● **Text shown**:
━━━━━━━━

In our modern world, the increased use of technology, along with the construction of purpose built cinema and entertainment rooms are among the plethora of noise that we are exposed to every day in our homes. Being exposed to high levels of noise impacts everybody differently. Such factors as age, health, and cognition to name a few, can influence the impact of noise.
It is quite remarkable how much background noise that our brains are able to filter out without us even realising that we are doing so. If you pause for a moment and concentrate on the audible, you will notice an abundance of internal and external sounds. Exposure to very loud noises can be damaging to the fragile parts of your ear, however it is also thought that chronic noise exposure, which may not even be particularly loud, can also negatively impact hearing. According to Peter M. Rabinowitz in his paper Noise-Induced Hearing Loss, ‘Noise can be described in terms of intensity which is perceived as loudness and frequency which is perceived as pitch. Both the intensity and the duration of noise exposure determines the potential for damage to the hair cells of the inner ear. Even sounds perceived as “comfortably” loud can be harmful’.
Structure-borne noise, also known as impact noise, is produced when sound arises from the actual impact of an object on a building element such as a wall, floor or ceiling. Energy passes through the structure and creates noise in nearby rooms. Examples are heavy footsteps particularly on bare timber or tile floors, banging doors, scraping furniture, vibrations from loud music and plumbing noises. The Impact Insulation Class or IIC is used to rate the impact noise insulation of floors, which can often be the hardest noise to isolate.

━━━━━━━━

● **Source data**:
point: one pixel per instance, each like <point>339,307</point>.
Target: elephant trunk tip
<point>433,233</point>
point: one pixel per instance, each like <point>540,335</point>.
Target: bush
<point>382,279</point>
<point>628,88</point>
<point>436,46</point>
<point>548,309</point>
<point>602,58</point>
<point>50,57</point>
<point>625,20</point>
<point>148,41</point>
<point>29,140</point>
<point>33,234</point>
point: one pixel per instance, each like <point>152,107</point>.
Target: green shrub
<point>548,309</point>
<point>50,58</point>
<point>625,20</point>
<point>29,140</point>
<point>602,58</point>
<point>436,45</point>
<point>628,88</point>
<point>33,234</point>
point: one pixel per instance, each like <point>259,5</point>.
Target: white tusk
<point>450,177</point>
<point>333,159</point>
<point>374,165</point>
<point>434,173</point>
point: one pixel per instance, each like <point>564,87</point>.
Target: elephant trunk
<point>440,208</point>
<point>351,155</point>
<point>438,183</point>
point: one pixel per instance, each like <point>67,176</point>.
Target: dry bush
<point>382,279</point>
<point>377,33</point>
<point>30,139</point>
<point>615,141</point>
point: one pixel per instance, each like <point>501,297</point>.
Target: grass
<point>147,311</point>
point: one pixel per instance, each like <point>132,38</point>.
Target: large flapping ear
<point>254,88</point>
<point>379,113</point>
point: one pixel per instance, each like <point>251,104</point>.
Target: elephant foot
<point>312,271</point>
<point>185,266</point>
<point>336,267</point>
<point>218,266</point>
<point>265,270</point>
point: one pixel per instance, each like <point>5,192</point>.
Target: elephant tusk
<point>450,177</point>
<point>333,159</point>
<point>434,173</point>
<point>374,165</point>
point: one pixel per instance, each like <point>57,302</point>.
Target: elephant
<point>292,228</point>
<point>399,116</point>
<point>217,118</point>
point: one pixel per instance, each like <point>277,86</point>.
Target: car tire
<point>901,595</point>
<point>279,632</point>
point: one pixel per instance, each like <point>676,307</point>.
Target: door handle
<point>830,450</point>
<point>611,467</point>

━━━━━━━━

● **What this exercise asks**:
• a. Answer these questions using the text on household noise:
(i) Which three factors are named as able to influence the impact of noise?
(ii) In the quoted paper by Peter M. Rabinowitz, what is the intensity of noise perceived as?
(iii) What rating is used for the impact noise insulation of floors?
• b. Output the part of the text on household noise between "In our modern" and "impact of noise.", inclusive, word for word.

● **Outputs in order**:
• a.
(i) Age, health, and cognition.
(ii) Loudness.
(iii) The Impact Insulation Class, or IIC.

• b.
In our modern world, the increased use of technology, along with the construction of purpose built cinema and entertainment rooms are among the plethora of noise that we are exposed to every day in our homes. Being exposed to high levels of noise impacts everybody differently. Such factors as age, health, and cognition to name a few, can influence the impact of noise.